Collected data entries

++++++++

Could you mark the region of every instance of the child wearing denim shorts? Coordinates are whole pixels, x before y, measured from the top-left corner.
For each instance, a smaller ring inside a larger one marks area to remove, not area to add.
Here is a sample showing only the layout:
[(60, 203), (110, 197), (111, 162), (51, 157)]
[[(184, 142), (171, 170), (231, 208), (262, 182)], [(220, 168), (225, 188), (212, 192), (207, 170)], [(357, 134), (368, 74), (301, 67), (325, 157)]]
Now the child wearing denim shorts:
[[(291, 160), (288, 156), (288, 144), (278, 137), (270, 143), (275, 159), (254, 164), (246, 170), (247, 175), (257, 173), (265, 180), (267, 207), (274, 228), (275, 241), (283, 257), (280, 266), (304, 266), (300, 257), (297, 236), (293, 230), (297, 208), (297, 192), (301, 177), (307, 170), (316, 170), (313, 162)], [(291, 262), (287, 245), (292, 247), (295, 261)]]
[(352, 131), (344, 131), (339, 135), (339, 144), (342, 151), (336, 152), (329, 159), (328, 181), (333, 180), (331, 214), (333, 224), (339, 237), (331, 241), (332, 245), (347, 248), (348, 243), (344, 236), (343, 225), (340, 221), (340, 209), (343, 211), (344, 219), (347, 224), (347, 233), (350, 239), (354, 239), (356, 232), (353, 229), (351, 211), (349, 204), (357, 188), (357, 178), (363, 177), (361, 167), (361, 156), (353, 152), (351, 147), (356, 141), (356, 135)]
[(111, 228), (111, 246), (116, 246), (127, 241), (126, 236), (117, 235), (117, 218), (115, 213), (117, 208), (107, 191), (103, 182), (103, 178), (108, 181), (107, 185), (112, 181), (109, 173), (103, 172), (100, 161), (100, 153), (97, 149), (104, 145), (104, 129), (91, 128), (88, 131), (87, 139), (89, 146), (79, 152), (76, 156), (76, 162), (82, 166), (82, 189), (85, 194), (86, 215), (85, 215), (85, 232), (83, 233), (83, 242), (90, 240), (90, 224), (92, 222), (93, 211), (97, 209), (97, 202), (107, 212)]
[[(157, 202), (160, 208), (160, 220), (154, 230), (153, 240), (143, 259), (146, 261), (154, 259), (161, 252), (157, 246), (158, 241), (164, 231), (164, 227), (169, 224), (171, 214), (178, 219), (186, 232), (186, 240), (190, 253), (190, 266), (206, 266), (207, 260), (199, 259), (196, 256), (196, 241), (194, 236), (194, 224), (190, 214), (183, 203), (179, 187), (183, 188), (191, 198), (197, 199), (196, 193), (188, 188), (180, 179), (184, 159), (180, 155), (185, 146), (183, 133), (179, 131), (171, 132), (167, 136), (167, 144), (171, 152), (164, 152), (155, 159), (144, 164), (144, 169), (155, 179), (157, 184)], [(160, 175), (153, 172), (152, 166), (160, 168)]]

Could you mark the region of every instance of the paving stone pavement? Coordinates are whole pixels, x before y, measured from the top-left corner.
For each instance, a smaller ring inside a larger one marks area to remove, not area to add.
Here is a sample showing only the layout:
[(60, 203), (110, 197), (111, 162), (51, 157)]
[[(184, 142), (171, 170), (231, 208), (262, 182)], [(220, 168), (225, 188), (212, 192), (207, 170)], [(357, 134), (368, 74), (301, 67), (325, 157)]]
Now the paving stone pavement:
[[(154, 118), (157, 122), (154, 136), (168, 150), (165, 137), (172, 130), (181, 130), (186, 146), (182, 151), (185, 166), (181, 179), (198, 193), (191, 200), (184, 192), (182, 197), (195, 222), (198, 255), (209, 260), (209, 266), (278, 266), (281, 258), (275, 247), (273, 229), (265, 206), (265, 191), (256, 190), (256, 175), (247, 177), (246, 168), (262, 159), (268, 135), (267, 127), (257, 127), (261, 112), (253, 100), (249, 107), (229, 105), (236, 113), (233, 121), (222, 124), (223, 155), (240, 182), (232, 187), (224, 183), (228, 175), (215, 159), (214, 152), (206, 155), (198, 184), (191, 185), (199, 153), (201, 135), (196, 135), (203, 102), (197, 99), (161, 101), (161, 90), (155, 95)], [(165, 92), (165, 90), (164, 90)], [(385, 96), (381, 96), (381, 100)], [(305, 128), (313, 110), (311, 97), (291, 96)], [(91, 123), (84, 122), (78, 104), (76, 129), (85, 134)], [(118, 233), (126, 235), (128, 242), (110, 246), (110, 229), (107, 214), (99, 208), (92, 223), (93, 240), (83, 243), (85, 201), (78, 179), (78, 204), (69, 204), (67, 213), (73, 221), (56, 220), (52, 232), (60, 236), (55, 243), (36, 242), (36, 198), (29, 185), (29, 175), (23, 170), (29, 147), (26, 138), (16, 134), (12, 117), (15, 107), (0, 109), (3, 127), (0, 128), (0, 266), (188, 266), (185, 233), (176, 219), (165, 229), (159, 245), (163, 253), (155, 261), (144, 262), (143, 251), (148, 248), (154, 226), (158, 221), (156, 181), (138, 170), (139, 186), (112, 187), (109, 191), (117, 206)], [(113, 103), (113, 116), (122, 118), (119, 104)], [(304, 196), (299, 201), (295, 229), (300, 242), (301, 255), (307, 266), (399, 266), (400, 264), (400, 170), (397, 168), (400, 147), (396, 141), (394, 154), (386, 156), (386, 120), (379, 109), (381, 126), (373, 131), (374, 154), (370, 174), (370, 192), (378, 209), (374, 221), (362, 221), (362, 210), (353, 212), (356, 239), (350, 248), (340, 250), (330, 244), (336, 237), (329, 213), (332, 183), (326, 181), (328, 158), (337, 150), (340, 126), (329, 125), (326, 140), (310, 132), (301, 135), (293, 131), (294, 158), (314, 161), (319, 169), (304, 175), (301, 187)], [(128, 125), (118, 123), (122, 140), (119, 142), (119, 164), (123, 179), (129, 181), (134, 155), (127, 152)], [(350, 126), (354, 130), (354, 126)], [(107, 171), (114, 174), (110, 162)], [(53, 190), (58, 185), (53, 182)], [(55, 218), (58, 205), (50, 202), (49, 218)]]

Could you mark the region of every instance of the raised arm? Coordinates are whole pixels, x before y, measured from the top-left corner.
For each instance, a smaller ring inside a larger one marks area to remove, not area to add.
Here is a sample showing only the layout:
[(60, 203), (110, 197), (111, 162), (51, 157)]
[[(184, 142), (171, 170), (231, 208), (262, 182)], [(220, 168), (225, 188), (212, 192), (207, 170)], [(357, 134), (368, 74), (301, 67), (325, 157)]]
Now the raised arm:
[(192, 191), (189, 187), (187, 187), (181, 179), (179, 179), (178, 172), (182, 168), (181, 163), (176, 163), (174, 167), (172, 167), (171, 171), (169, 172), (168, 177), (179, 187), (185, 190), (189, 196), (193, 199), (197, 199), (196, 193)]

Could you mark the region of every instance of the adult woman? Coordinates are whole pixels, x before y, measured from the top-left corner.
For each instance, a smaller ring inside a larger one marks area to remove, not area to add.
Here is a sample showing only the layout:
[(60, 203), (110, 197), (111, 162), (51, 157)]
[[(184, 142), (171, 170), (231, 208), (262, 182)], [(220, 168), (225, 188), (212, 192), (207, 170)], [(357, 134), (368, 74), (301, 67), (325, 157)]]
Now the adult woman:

++++++++

EXERCISE OBJECTIVE. A faithful, complete copy of the entries above is required.

YOUR SOLUTION.
Could you mark the region of every instance of the child wearing denim shorts? Coordinates are whole pixels, x before y, measured from the top-left corner.
For each instance, a smaller ring inside a larger one marks area to remove, not area to add.
Here is a sample showing only the layout:
[(60, 203), (110, 197), (111, 162), (51, 157)]
[[(184, 142), (171, 170), (231, 208), (262, 182)], [(220, 168), (225, 188), (212, 192), (207, 170)], [(357, 134), (368, 74), (301, 67), (325, 157)]]
Now the child wearing denim shorts:
[[(291, 160), (288, 156), (288, 144), (278, 137), (270, 143), (275, 159), (254, 164), (246, 170), (247, 175), (257, 173), (265, 180), (267, 207), (274, 228), (275, 241), (283, 257), (280, 266), (304, 266), (300, 257), (297, 236), (293, 230), (297, 208), (297, 192), (301, 177), (307, 170), (316, 170), (313, 162)], [(291, 262), (287, 245), (292, 247), (295, 261)]]
[(352, 131), (344, 131), (339, 135), (339, 144), (342, 151), (336, 152), (329, 159), (328, 181), (333, 180), (331, 214), (333, 224), (339, 237), (331, 241), (332, 245), (347, 248), (348, 243), (344, 236), (343, 225), (340, 221), (340, 209), (343, 211), (344, 219), (347, 224), (347, 233), (350, 239), (354, 239), (356, 232), (353, 229), (351, 211), (349, 204), (357, 188), (357, 178), (363, 177), (361, 167), (361, 156), (353, 152), (351, 147), (356, 141), (356, 135)]
[(111, 228), (111, 246), (116, 246), (127, 241), (126, 236), (117, 235), (117, 218), (115, 213), (117, 208), (107, 191), (103, 182), (103, 178), (108, 181), (107, 185), (112, 181), (109, 173), (103, 172), (100, 161), (100, 153), (97, 149), (104, 145), (104, 129), (91, 128), (88, 131), (87, 139), (89, 146), (79, 152), (76, 156), (76, 162), (82, 166), (82, 189), (85, 194), (86, 215), (85, 215), (85, 232), (83, 233), (83, 242), (90, 240), (90, 224), (92, 222), (93, 211), (97, 209), (97, 202), (107, 212)]
[[(157, 202), (160, 208), (160, 220), (154, 230), (153, 240), (143, 259), (146, 261), (154, 259), (161, 252), (157, 246), (158, 241), (164, 231), (164, 227), (169, 224), (171, 214), (178, 219), (186, 232), (186, 240), (190, 253), (190, 266), (206, 266), (207, 260), (199, 259), (196, 256), (196, 241), (194, 236), (194, 224), (190, 214), (183, 203), (179, 187), (183, 188), (191, 198), (197, 199), (196, 193), (188, 188), (180, 179), (184, 159), (180, 155), (185, 146), (183, 133), (179, 131), (171, 132), (167, 136), (167, 144), (171, 152), (164, 152), (155, 159), (144, 164), (144, 169), (155, 179), (157, 184)], [(160, 175), (153, 172), (152, 166), (160, 168)]]

Could you mark the region of every instance of the paving stone pavement? Coordinates are whole pixels, x before y, measured from the top-left corner.
For each instance, a smaller ring inside a larger one marks area to remove, not area to add.
Here is a sample showing only the layout:
[(60, 203), (110, 197), (111, 162), (51, 157)]
[[(184, 142), (171, 170), (231, 208), (262, 182)], [(220, 168), (225, 188), (212, 192), (207, 170)], [(357, 134), (368, 74), (301, 67), (325, 157)]]
Now the paving stone pavement:
[[(154, 118), (157, 122), (154, 136), (168, 150), (165, 137), (172, 130), (181, 130), (186, 146), (182, 151), (185, 166), (181, 179), (198, 193), (191, 200), (184, 192), (182, 197), (195, 222), (198, 255), (209, 260), (209, 266), (278, 266), (281, 258), (275, 247), (273, 229), (265, 206), (265, 191), (256, 190), (256, 175), (247, 177), (246, 168), (262, 159), (268, 135), (267, 127), (257, 127), (261, 112), (253, 100), (249, 107), (229, 105), (236, 113), (233, 121), (222, 124), (223, 155), (240, 182), (232, 187), (224, 183), (228, 175), (215, 159), (214, 152), (206, 155), (198, 184), (191, 185), (199, 153), (201, 135), (196, 135), (203, 102), (197, 99), (161, 101), (161, 90), (155, 95)], [(165, 92), (165, 90), (164, 90)], [(385, 96), (381, 96), (381, 100)], [(305, 128), (313, 110), (311, 97), (291, 96)], [(91, 123), (84, 122), (78, 104), (76, 129), (85, 134)], [(118, 233), (126, 235), (128, 242), (110, 246), (110, 229), (107, 214), (99, 208), (92, 223), (93, 240), (83, 243), (85, 201), (78, 179), (78, 204), (69, 204), (67, 213), (73, 221), (56, 220), (52, 232), (60, 236), (55, 243), (36, 242), (36, 198), (29, 185), (29, 175), (23, 170), (29, 147), (26, 138), (16, 134), (12, 117), (15, 107), (0, 109), (3, 127), (0, 128), (0, 266), (188, 266), (185, 233), (176, 219), (165, 229), (159, 245), (163, 253), (155, 261), (144, 262), (143, 251), (148, 248), (154, 226), (158, 221), (156, 181), (138, 170), (139, 186), (112, 187), (109, 191), (117, 206)], [(113, 103), (113, 116), (122, 118), (119, 104)], [(304, 196), (299, 201), (295, 229), (300, 242), (301, 255), (307, 266), (399, 266), (400, 264), (400, 170), (397, 168), (400, 147), (396, 141), (394, 154), (386, 156), (386, 120), (379, 109), (381, 126), (373, 131), (374, 154), (370, 174), (370, 192), (378, 209), (374, 221), (362, 221), (362, 210), (353, 212), (356, 239), (350, 248), (340, 250), (330, 244), (336, 237), (329, 213), (332, 183), (326, 181), (328, 158), (337, 150), (340, 126), (329, 125), (326, 140), (310, 132), (301, 135), (293, 131), (294, 158), (314, 161), (319, 169), (304, 175), (301, 187)], [(128, 125), (118, 123), (122, 140), (119, 142), (119, 164), (123, 179), (129, 181), (134, 155), (127, 152)], [(350, 126), (354, 130), (354, 126)], [(107, 171), (114, 174), (110, 162)], [(53, 190), (58, 185), (53, 182)], [(55, 218), (58, 205), (50, 202), (49, 218)]]

Could you mark the region of every instance of the raised arm? Coordinates are whole pixels, x before y, measured from the top-left corner.
For each instance, a smaller ring inside a larger one marks area to remove, not area to add.
Here is a sample showing only the layout:
[(60, 203), (110, 197), (111, 162), (51, 157)]
[[(184, 142), (171, 170), (231, 208), (262, 182)], [(220, 168), (225, 188), (212, 192), (207, 170)], [(357, 134), (368, 74), (301, 67), (325, 157)]]
Now the raised arm:
[(192, 191), (189, 187), (187, 187), (181, 179), (179, 179), (178, 172), (182, 168), (181, 163), (176, 163), (174, 167), (172, 167), (171, 171), (169, 172), (168, 177), (179, 187), (185, 190), (189, 196), (193, 199), (197, 199), (196, 193)]

Could you mark the region of every instance of the adult woman? Coordinates are whole pixels, x before y, measured from the top-left corner.
For each instance, a smaller ring inside a larger one marks area to remove, not area to add.
Here is a sample showing only the layout:
[(60, 203), (110, 197), (111, 162), (51, 157)]
[[(184, 142), (171, 170), (231, 208), (262, 182)], [(220, 168), (225, 188), (212, 192), (207, 170)], [(357, 134), (368, 74), (301, 67), (325, 157)]]
Now the adult woman:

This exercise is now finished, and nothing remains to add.